◆ THE TASK: Convert the records from the line containing "tree you see." through the line containing "[462,275,473,328]" into a Markdown table with the columns Row and Line, one numbered row per line, with blank lines skipped. Leave the pictures out of the table.

◆ TASK INPUT:
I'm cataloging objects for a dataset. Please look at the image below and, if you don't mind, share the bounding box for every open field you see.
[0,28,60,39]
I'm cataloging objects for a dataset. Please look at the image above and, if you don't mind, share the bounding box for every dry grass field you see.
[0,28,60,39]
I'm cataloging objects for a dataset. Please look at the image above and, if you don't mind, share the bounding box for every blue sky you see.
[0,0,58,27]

==

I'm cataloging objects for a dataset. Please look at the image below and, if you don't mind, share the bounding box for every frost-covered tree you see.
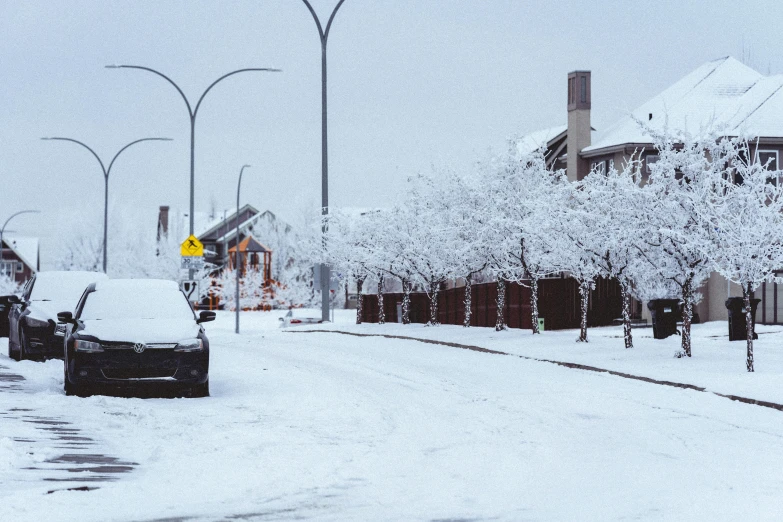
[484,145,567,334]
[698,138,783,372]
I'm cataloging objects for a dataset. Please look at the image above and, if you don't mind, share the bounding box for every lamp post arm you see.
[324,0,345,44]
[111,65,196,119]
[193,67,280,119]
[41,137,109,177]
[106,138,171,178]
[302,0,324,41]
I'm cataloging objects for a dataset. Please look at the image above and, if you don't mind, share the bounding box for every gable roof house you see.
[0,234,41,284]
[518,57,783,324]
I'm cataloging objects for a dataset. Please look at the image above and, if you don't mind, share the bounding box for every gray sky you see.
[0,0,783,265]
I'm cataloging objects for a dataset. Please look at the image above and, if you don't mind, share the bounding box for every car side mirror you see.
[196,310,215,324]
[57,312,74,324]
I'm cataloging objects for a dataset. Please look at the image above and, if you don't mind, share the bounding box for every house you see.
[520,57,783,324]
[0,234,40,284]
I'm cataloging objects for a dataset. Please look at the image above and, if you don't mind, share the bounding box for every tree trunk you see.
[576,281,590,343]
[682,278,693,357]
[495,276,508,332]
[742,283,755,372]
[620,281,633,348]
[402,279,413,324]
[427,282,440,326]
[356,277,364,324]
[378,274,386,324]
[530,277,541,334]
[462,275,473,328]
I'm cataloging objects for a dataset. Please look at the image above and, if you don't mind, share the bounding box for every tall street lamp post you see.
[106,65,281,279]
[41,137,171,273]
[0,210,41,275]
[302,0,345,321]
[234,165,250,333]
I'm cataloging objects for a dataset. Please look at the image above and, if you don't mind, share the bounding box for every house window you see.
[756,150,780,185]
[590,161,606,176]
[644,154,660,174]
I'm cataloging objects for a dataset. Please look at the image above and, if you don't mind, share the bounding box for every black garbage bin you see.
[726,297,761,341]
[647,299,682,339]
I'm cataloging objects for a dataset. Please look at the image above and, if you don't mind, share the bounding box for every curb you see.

◆ ANSWER TO THIS PROBLEM:
| Row | Line |
|---|---|
| 1 | I'm cataloging objects for a dataset. Please look at the image below and, if you don't mind, share the bounding box for every frost-covered tree you see. |
| 2 | [484,145,567,334] |
| 3 | [698,138,783,372] |
| 4 | I'm cataloging objects for a dataset. Please look at the image above and, if you don't mind, share the bounding box for every lamp post arm you see. |
| 5 | [324,0,345,44] |
| 6 | [111,65,196,119] |
| 7 | [193,67,280,119] |
| 8 | [41,137,109,177] |
| 9 | [106,138,171,178] |
| 10 | [302,0,324,41] |
| 11 | I'm cataloging objects for a dataset. Please look at the image above and, if you don't mind, share the bounding box for every gable roof house you see. |
| 12 | [0,234,41,284] |
| 13 | [518,57,783,324] |
| 14 | I'm cataloging objects for a dataset. Please look at the image above and, if you don't mind, share the bounding box for every gray sky you see. |
| 15 | [0,0,783,265] |
| 16 | I'm cataloging objects for a dataset. Please look at the image above and, if you don't mind, share the bounding box for every car side mirror you see. |
| 17 | [196,310,215,324] |
| 18 | [57,312,74,324] |
| 19 | I'm cataloging objects for a dataset. Please look at the image above and, if you don't mind, share the bounding box for every house you see. |
| 20 | [520,57,783,324] |
| 21 | [0,234,40,284] |
| 22 | I'm cataloging objects for a dataset. Please look at the image above and, if you don't mind, share the bounding box for every tree trunk you see. |
| 23 | [576,281,590,343] |
| 24 | [682,278,693,357] |
| 25 | [495,276,508,332] |
| 26 | [742,283,755,372] |
| 27 | [620,281,633,348] |
| 28 | [402,279,413,324] |
| 29 | [427,282,440,326] |
| 30 | [356,277,364,324] |
| 31 | [378,274,386,324] |
| 32 | [530,277,541,334] |
| 33 | [462,275,473,328] |